● Text excerpt
1

I am making a list of unique "set of 3 strings" from some data, in a way that if the 3 strings come together they become a set, and I can only have unique sets in my list.

  1. A,B,C
  2. B,C,D
  3. D,E,F and so on

And I keep adding sets to the list if they do not exist in the list already, so that if I encounter these three strings together {A,B,C} I wont put it in the list again. So I have 2 questions. And the answer to second one actually depends on the answer of the first one.

  1. How to store this set of 3 string, use List or array or concatenate them or anything else? (I may add it to a Dictionary to record their count as well but that's for later)
  2. How to compare a set of 3 strings with another, irrespective of their order, obviously depending on the structure used? I want to know a proper solution to this rather than doing everything naively!

I am using C# by the way.

● Recorded information
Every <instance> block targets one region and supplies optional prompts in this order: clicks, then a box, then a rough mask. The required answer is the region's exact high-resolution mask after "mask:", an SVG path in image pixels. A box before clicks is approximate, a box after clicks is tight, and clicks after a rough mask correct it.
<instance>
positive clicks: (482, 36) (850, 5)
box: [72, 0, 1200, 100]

* * *

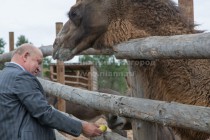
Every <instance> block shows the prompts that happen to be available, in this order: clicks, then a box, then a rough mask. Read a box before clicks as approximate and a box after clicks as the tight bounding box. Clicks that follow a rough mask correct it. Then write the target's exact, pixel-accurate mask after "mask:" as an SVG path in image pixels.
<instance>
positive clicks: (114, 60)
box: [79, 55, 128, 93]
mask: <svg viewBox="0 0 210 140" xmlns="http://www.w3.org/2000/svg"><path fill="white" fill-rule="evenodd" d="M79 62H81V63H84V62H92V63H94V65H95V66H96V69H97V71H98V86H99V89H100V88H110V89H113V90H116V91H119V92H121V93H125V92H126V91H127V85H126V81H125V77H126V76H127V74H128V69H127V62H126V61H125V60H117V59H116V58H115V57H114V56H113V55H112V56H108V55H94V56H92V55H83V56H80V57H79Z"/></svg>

● Your objective
In the post about storing unique sets of three strings, what might the sets later be added to, and for what purpose?

● Response
A Dictionary, to record their count.